- [Work instructions]: Word for word, transcribe every line from the one holding "For the scoring pass, find every instance of the bride in" through the end of the records, but not the pictures.

++++ Records to use

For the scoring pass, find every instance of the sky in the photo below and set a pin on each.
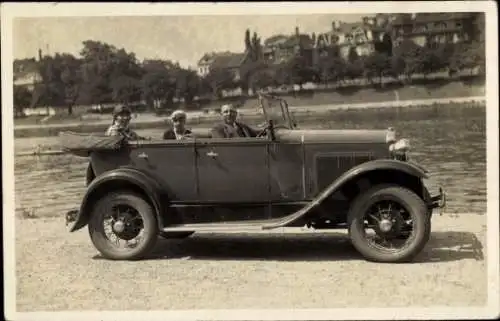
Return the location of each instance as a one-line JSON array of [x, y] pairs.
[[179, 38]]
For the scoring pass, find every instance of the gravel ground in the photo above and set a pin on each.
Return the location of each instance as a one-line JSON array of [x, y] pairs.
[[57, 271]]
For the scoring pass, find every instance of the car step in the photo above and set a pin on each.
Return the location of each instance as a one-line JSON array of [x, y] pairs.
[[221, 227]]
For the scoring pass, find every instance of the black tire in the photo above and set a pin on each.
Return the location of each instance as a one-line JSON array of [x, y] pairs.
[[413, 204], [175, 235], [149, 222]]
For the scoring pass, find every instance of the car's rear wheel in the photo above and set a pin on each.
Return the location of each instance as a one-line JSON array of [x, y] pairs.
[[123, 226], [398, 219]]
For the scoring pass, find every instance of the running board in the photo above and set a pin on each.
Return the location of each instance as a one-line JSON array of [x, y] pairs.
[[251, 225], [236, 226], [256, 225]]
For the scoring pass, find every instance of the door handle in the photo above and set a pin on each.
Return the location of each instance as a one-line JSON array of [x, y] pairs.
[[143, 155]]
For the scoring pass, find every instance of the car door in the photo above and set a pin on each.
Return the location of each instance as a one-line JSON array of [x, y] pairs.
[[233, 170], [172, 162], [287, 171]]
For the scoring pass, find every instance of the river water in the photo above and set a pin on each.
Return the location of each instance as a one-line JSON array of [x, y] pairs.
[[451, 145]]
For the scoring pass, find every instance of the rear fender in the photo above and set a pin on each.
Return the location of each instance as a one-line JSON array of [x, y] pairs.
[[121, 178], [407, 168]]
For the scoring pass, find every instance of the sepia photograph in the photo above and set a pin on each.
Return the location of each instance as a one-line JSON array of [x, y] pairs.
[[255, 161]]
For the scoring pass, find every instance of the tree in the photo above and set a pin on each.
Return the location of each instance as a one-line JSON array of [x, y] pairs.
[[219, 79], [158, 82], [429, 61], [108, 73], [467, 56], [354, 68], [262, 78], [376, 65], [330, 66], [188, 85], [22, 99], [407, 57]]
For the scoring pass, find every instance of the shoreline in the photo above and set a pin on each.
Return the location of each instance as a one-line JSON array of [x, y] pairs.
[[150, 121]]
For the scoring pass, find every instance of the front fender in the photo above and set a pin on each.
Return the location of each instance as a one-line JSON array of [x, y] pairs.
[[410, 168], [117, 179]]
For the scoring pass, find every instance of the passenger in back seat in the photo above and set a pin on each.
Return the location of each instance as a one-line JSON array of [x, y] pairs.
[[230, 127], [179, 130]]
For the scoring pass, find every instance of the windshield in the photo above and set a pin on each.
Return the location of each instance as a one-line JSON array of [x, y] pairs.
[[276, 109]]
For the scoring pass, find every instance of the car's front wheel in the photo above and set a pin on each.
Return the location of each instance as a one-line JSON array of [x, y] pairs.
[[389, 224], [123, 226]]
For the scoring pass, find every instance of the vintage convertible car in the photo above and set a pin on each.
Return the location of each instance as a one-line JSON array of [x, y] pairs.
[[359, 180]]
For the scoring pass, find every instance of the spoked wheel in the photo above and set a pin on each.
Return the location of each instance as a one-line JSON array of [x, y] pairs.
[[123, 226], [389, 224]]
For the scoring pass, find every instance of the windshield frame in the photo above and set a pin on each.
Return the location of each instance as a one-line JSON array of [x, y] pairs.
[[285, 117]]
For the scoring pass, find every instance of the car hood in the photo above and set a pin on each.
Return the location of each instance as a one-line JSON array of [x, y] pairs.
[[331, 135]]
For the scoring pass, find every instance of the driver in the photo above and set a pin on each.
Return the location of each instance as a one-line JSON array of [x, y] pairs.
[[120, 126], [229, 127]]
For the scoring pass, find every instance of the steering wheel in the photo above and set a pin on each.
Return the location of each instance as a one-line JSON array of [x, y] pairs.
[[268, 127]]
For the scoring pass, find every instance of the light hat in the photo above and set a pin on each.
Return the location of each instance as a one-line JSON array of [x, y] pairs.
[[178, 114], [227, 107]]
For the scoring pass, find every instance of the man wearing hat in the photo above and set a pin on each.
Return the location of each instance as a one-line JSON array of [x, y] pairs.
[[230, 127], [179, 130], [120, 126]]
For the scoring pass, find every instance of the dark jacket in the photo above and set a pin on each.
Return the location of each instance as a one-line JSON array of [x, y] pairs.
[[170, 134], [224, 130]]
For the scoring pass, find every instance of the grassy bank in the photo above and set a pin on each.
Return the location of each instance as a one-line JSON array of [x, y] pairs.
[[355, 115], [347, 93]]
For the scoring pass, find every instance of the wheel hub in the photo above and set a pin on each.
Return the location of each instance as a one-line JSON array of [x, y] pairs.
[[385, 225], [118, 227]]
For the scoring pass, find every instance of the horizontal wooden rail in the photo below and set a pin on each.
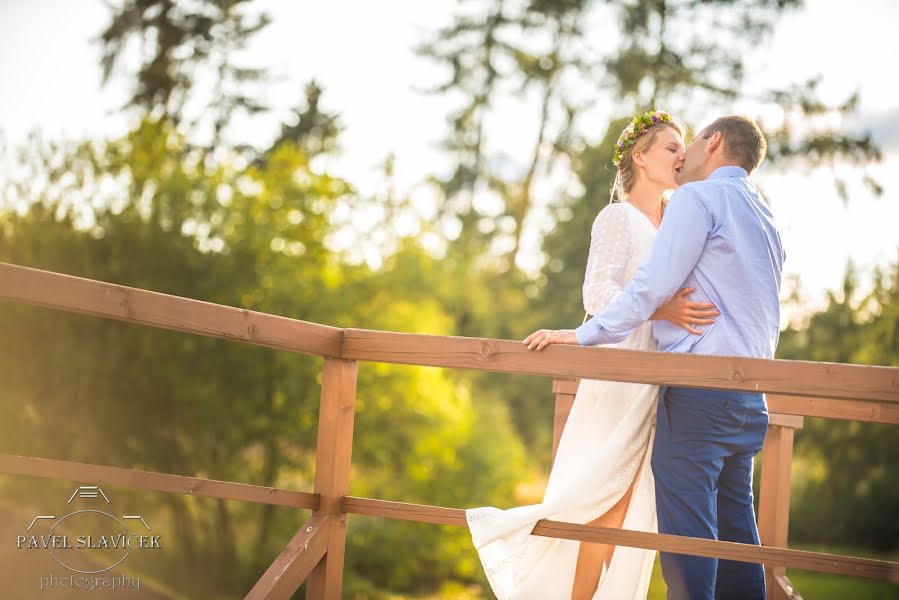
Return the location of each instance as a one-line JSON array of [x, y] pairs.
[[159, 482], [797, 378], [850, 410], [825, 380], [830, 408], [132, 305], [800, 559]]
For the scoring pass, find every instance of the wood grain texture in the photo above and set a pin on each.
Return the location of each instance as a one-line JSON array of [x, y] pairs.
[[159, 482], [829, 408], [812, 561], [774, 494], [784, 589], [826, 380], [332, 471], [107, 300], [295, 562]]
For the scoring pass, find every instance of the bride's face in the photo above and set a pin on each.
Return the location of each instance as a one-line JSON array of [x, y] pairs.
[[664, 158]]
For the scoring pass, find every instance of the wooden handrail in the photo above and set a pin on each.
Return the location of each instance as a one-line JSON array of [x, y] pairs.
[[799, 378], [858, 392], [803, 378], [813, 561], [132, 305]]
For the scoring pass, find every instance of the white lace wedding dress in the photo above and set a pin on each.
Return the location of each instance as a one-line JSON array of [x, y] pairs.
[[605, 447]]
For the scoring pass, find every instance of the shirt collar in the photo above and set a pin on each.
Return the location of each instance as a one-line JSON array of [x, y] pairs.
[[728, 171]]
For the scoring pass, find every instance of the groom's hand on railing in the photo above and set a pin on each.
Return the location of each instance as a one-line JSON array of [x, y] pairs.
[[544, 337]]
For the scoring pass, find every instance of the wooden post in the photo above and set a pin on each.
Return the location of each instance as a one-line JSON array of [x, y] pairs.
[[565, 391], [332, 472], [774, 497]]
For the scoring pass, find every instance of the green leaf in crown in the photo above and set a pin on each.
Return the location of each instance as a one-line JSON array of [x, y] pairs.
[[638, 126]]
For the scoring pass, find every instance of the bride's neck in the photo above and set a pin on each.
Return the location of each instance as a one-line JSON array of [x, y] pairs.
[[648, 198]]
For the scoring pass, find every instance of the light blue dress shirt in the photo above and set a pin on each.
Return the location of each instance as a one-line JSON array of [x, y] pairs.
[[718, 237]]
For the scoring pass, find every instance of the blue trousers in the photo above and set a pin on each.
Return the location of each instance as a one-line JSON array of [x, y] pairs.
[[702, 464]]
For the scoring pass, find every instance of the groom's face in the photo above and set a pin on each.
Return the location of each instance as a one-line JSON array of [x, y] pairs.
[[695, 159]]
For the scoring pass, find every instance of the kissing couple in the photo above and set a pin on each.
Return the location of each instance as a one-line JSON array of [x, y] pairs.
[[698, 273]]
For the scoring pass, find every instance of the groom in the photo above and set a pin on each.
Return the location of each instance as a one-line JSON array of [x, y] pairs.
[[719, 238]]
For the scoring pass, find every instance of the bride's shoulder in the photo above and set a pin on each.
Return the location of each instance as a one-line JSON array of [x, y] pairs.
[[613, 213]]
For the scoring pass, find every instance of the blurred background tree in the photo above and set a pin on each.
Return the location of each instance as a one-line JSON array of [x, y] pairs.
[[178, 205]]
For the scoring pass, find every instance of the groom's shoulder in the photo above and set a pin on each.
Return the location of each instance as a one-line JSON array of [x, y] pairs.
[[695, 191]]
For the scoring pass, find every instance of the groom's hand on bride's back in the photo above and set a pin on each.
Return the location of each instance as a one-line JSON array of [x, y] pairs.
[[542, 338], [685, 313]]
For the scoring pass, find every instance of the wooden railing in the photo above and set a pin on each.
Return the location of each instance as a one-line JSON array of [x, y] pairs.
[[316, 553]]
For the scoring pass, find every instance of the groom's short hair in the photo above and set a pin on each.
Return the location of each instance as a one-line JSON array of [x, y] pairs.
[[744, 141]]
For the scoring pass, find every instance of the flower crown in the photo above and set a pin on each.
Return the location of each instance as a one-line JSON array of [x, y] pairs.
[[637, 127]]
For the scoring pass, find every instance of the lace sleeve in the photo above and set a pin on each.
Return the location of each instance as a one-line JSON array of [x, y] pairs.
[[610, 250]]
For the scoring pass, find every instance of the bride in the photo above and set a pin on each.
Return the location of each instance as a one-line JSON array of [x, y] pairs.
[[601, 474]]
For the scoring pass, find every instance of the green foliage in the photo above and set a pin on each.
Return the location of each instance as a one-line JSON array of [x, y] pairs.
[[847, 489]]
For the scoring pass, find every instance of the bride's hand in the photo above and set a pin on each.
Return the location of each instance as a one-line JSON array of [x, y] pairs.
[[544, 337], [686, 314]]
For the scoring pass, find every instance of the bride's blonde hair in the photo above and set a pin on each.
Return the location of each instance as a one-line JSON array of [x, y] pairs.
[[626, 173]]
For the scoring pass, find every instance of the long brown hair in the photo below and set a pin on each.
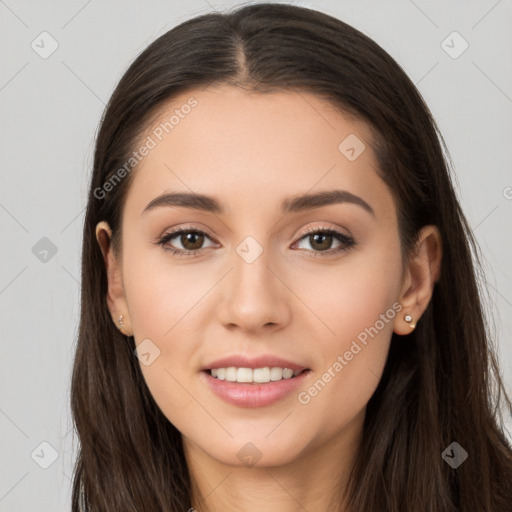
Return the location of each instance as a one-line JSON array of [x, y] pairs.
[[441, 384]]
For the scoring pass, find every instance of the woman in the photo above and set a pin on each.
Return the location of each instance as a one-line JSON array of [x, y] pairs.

++++++++

- [Solution to this task]:
For the scoring pass, find every instance of the bride in the photo above and set a pin on each.
Return the location of each instance as a one-line JSON array of [x, y] pairs.
[[601, 474]]
For the scoring pass, find every instance of the green foliage in the photo above and set a pin on each.
Return the location of each instance as a one-line JSON array of [x, y] pairs.
[[847, 489]]
For the scoring pass, find every instance of the bride's hand in the photo above and set a pin on each.
Return the location of each instance as a one-line JSON array of [x, y] pairs.
[[544, 337], [686, 314]]
For the scoring pass, find every instance of the bride's blonde hair in the photo above and set a pin on each.
Return the location of each instance as a one-line JSON array of [x, y] pairs.
[[626, 173]]
For the scoring pass, find every instance of the long brown hair in the photo below and set a pin on each.
Return the location of each instance as a one-line JSON array of [x, y] pairs.
[[441, 384]]
For the scoring pass, find every instance of the woman in the photo above and set a pin on each.
Return the location of each instance as a one-line JSON array of [x, y] pairs.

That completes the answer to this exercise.